::: Data rows

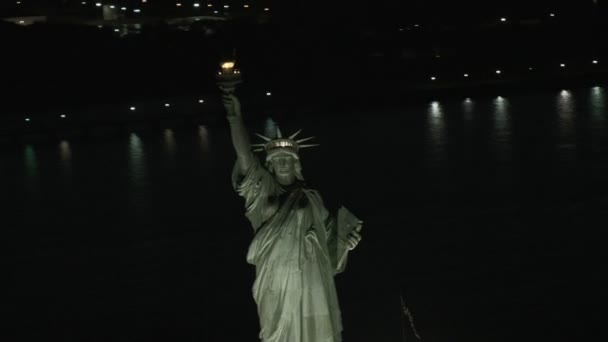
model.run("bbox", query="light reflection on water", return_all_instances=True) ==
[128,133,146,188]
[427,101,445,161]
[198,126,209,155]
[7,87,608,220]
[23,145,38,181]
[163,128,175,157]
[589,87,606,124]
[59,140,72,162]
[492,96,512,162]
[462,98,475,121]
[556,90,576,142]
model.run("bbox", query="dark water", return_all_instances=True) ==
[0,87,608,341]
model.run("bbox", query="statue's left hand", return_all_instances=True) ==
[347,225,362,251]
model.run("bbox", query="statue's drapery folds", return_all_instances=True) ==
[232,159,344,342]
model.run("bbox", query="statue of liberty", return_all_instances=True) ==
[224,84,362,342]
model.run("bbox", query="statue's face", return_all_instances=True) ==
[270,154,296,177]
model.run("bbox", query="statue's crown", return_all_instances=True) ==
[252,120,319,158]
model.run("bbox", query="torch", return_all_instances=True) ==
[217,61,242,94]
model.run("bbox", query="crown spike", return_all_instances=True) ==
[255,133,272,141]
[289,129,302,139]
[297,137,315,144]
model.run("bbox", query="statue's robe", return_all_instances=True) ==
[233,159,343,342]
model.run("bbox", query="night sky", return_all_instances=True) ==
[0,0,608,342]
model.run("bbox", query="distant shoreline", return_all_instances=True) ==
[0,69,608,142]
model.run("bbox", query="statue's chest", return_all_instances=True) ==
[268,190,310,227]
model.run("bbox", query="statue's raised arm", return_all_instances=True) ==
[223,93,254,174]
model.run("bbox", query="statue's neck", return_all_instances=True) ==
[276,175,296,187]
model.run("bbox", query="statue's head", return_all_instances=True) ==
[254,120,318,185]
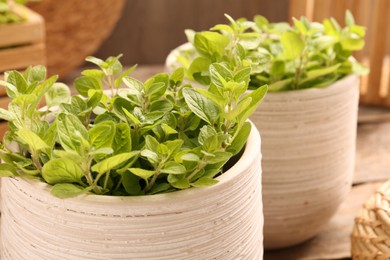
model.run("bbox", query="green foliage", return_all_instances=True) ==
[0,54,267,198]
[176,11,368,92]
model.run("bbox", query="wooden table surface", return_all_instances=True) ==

::::::

-- Task to complete --
Format all the rows above as a numbered list with one line per item. Skip blank lines and leave the pictures out.

-- Exercise output --
1. model.run("bbox", query="light reflection on water", return_all_instances=True) ==
2. [128,133,146,188]
3. [427,101,445,161]
4. [198,126,209,155]
5. [7,87,608,220]
6. [23,145,38,181]
7. [163,128,175,157]
8. [589,87,606,124]
9. [59,140,72,162]
10. [492,96,512,162]
11. [462,98,475,121]
12. [556,90,576,142]
13. model.run("bbox", query="dark water", return_all_instances=True) ==
14. [0,87,608,341]
15. model.run("bbox", query="statue's left hand", return_all_instances=True) ==
16. [347,225,362,251]
17. model.run("bbox", query="statue's drapery folds", return_all_instances=True) ==
18. [232,159,344,342]
19. model.run("bbox", query="statue of liberty", return_all_instances=True) ==
20. [224,84,362,342]
21. model.run("bbox", query="statue's face", return_all_instances=True) ==
22. [270,154,296,177]
23. model.run("bbox", query="statue's crown", return_all_instances=True) ==
24. [252,120,319,158]
25. model.run("bbox", query="torch", return_all_instances=True) ==
26. [217,61,242,94]
27. model.run("bbox", query="crown spike", return_all_instances=True) ==
28. [255,133,272,141]
29. [289,129,302,139]
30. [297,137,315,144]
31. model.run("bbox", query="statue's robe", return_all_instances=True) ==
32. [233,159,343,342]
33. model.run("bbox", query="night sky", return_all_instances=True) ==
34. [0,0,608,342]
35. model.run("bbox", query="distant shoreline", return_all_instances=True) ==
36. [0,69,608,142]
37. model.run("bbox", query="statue's chest", return_all_instances=True) ==
38. [268,190,310,227]
39. model.run("bbox", query="statue's raised arm", return_all_instances=True) ==
40. [223,93,254,174]
41. model.run("bbox", query="statue's neck", return_all_instances=True) ==
42. [276,175,296,187]
43. model.run("bbox", query="statue's head", return_all_instances=True) ==
44. [254,120,318,185]
45. model.run("bbox", query="green foliage", return_all_instances=True) ==
46. [0,54,267,198]
47. [176,11,368,92]
48. model.run("bbox", query="wooden table surface", return_all_instances=True) ==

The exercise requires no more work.